* [Textabschnitt]:
%%
Flutkatastrophe: Gutachter monatelang ausgebucht

Zwar gebe es die Möglichkeit, das Gutachten nachzureichen, aber: „Ich glaube nicht, dass irgend ein Sachbearbeiter meinen Antrag auch nur anfasst, solange das Gutachten fehlt.“ „Amateurhaft“ findet es der Blessemer, dass da einfach eine Liste mit Gutachtern aus der ganzen Bundesrepublik eingestellt worden sei.

Wer einen Schaden unter 50.000 Euro hat, muss drei Angebote von entsprechenden Fachfirmen vorlegen. Spätestens da wird es richtig schwierig: Manche Unternehmen weisen schon auf der Startseite ihrer Homepage darauf hin, dass sie in absehbarer Zeit keine Termine mehr freihaben.
%%
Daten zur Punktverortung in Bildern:
%%
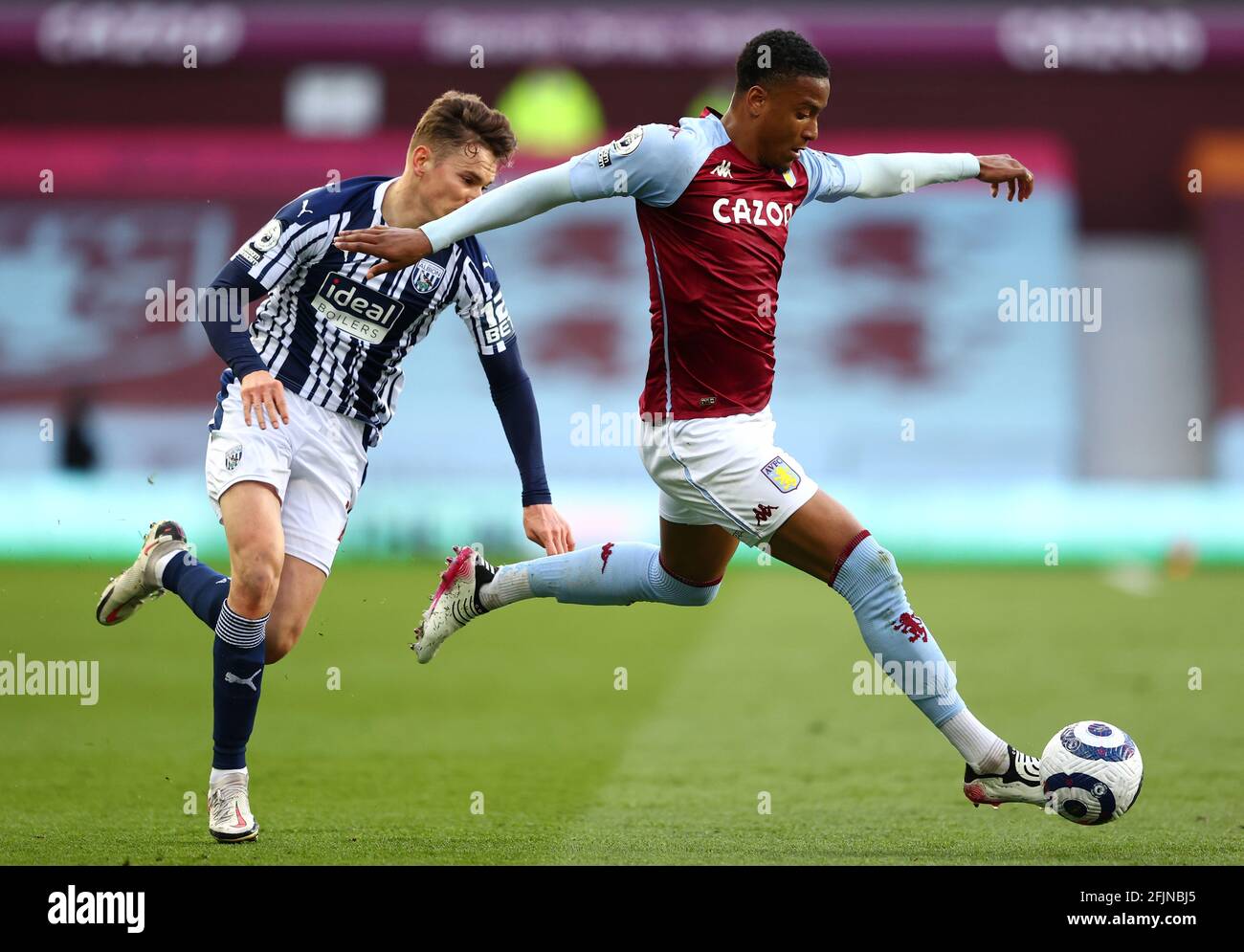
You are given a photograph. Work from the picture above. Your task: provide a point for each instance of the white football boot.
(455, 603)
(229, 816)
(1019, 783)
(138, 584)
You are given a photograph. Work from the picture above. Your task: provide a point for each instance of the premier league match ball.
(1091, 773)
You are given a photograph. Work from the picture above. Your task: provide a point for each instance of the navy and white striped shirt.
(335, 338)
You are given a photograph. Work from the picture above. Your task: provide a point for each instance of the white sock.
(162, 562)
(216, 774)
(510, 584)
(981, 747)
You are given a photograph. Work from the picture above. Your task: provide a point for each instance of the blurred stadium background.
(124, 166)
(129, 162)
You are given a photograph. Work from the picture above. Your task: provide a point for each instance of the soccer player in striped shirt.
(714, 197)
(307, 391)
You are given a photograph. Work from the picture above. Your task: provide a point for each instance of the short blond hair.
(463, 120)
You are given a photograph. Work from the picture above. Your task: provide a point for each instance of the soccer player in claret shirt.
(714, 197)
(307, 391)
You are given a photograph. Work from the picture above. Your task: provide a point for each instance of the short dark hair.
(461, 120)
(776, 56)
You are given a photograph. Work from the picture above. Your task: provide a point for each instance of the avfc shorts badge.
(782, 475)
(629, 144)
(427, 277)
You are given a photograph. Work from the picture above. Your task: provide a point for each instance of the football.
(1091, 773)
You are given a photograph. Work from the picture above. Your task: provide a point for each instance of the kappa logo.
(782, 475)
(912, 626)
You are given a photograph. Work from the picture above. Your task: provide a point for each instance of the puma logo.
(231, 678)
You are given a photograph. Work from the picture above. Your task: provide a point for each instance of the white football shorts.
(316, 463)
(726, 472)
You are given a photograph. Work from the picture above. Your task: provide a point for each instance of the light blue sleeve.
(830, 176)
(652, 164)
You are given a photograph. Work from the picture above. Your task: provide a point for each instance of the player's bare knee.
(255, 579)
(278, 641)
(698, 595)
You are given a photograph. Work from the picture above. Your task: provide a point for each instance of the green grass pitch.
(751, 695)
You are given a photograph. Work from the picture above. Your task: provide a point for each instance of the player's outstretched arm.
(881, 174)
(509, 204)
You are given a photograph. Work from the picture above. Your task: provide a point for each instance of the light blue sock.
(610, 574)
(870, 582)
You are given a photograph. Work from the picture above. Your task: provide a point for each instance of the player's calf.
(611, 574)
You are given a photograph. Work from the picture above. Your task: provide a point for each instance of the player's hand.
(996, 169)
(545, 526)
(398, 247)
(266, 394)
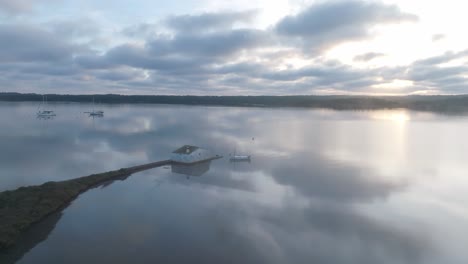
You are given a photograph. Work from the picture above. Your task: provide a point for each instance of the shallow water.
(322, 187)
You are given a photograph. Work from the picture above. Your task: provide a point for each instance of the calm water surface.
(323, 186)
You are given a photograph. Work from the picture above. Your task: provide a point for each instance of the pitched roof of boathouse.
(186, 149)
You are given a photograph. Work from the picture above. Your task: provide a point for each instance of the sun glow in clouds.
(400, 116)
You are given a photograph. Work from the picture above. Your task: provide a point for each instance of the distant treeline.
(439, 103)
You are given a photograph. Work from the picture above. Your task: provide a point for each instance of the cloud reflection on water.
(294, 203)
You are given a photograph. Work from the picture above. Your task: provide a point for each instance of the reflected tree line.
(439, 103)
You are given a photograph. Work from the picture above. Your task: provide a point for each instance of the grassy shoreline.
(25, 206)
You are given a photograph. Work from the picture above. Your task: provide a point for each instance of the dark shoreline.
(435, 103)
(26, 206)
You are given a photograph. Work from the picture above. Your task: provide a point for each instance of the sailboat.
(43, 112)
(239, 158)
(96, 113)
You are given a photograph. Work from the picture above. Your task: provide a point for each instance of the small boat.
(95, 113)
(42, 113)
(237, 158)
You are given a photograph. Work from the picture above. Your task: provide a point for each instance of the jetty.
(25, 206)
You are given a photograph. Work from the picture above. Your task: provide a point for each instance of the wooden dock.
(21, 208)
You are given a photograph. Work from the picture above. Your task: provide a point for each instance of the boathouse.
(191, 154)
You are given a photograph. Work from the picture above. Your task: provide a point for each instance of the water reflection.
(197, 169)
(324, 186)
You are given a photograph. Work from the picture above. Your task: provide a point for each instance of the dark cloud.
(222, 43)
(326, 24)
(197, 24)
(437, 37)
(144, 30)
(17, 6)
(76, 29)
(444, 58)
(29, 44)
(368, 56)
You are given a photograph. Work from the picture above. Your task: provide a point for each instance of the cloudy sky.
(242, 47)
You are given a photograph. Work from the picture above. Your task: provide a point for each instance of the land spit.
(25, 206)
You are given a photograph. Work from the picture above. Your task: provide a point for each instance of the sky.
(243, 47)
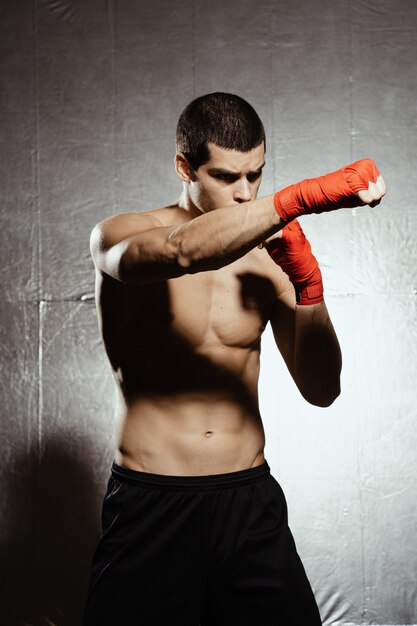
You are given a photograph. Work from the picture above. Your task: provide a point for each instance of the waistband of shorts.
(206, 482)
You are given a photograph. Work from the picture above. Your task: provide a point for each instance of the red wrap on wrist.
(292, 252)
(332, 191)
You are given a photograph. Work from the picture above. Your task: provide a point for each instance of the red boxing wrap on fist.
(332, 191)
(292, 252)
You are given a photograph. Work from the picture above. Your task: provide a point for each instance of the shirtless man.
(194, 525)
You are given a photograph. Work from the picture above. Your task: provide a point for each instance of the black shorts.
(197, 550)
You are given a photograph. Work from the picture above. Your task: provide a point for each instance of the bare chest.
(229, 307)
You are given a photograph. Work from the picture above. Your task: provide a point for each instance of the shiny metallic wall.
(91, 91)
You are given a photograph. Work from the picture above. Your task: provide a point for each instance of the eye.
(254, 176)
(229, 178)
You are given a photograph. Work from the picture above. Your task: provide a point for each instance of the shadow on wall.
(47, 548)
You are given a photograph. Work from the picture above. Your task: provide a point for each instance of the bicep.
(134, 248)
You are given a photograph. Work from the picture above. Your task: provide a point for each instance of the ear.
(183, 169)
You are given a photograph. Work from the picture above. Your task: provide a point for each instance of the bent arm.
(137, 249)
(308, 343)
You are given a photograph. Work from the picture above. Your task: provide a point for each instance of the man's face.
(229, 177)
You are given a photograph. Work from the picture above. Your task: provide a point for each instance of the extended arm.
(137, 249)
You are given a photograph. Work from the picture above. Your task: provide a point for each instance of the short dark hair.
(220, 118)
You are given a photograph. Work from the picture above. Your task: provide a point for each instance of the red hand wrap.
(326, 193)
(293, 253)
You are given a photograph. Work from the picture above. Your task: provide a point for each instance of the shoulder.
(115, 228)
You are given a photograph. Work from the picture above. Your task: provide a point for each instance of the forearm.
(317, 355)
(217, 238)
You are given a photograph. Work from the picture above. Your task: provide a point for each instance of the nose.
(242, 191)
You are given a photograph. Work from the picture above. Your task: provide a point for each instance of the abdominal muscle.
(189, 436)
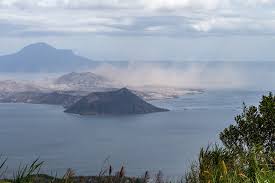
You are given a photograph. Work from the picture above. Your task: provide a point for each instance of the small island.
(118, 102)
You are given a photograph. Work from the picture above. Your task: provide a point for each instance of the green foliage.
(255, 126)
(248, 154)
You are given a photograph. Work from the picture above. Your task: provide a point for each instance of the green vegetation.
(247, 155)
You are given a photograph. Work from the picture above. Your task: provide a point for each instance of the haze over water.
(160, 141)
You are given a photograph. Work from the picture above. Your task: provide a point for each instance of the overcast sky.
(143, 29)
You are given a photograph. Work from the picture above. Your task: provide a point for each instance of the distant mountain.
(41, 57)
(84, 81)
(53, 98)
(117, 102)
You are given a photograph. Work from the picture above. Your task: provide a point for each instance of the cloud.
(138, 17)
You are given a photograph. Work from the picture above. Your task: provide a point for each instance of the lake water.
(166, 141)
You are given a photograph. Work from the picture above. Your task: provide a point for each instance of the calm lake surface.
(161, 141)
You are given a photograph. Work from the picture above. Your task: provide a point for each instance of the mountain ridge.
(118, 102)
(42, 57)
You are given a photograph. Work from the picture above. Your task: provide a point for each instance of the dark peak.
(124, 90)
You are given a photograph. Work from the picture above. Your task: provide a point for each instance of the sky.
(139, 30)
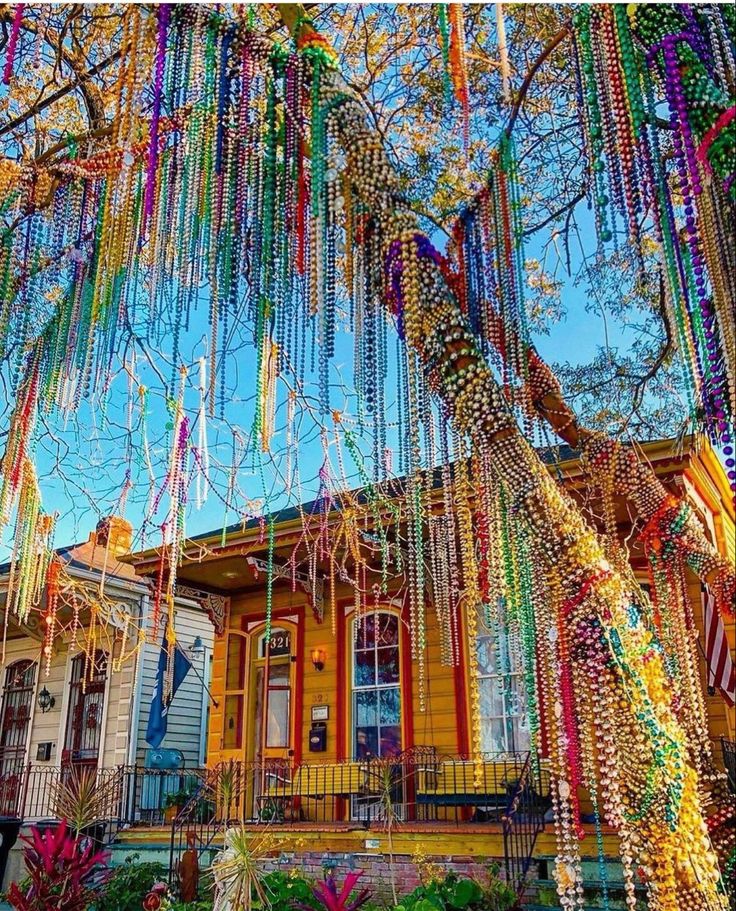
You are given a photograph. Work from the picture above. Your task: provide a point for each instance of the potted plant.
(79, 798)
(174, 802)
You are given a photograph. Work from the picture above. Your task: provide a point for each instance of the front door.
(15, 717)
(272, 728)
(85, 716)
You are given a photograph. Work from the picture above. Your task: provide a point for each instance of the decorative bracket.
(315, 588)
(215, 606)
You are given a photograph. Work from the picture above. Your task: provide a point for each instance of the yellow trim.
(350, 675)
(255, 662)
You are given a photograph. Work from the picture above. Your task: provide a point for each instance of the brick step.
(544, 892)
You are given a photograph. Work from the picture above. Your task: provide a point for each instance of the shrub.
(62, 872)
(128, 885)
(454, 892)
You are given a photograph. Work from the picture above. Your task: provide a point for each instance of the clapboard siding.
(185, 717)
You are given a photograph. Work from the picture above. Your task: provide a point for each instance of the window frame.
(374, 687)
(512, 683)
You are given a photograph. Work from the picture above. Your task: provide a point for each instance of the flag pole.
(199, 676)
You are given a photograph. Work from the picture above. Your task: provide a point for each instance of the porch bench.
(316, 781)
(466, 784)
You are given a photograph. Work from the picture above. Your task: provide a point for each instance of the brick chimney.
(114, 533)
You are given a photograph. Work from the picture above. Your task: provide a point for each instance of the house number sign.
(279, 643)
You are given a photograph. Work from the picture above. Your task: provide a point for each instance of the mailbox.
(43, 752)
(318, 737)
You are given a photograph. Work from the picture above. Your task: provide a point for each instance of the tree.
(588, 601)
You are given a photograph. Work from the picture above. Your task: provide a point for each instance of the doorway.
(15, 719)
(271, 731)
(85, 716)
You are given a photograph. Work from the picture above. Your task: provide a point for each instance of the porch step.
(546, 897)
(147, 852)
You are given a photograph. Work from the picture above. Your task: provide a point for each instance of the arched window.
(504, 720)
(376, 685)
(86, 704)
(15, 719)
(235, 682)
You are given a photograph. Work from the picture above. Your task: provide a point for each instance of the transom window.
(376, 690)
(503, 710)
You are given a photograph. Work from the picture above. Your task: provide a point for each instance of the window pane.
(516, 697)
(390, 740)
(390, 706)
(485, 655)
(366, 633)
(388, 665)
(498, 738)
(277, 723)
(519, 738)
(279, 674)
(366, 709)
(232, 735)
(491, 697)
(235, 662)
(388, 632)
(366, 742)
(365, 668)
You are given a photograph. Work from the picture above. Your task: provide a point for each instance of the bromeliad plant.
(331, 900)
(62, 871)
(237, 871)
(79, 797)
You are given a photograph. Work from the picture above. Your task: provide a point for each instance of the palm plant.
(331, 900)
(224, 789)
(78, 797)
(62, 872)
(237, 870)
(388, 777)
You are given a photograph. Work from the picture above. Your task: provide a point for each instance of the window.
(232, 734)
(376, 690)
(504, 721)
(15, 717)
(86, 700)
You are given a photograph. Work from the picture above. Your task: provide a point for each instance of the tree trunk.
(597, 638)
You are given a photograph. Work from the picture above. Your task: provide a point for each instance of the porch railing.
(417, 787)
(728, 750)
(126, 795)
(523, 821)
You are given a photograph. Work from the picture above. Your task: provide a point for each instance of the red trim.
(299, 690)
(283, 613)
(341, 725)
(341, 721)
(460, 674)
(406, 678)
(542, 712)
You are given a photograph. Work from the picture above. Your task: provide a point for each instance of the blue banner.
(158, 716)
%%
* [Aufgabenliste]:
#1 Beantworten Sie die folgenden Fragen zum Textabschnitt:
(a) Was findet der Blessemer „amateurhaft“?
(b) Wie viele Angebote muss vorlegen, wer einen Schaden unter 50.000 Euro hat?
(c) Worauf weisen manche Unternehmen schon auf der Startseite ihrer Homepage hin?
#2 Schreiben Sie bitte die Stelle im Textabschnitt zwischen „Wer einen Schaden“ und „Termine mehr freihaben.“ einschließlich wortgetreu ab.
Die Einträge braucht man für die Bearbeitung nicht.

* [Lösungen]:
#1
(a) Dass einfach eine Liste mit Gutachtern aus der ganzen Bundesrepublik eingestellt worden sei.
(b) Drei Angebote von entsprechenden Fachfirmen.
(c) Dass sie in absehbarer Zeit keine Termine mehr freihaben.

#2
Wer einen Schaden unter 50.000 Euro hat, muss drei Angebote von entsprechenden Fachfirmen vorlegen. Spätestens da wird es richtig schwierig: Manche Unternehmen weisen schon auf der Startseite ihrer Homepage darauf hin, dass sie in absehbarer Zeit keine Termine mehr freihaben.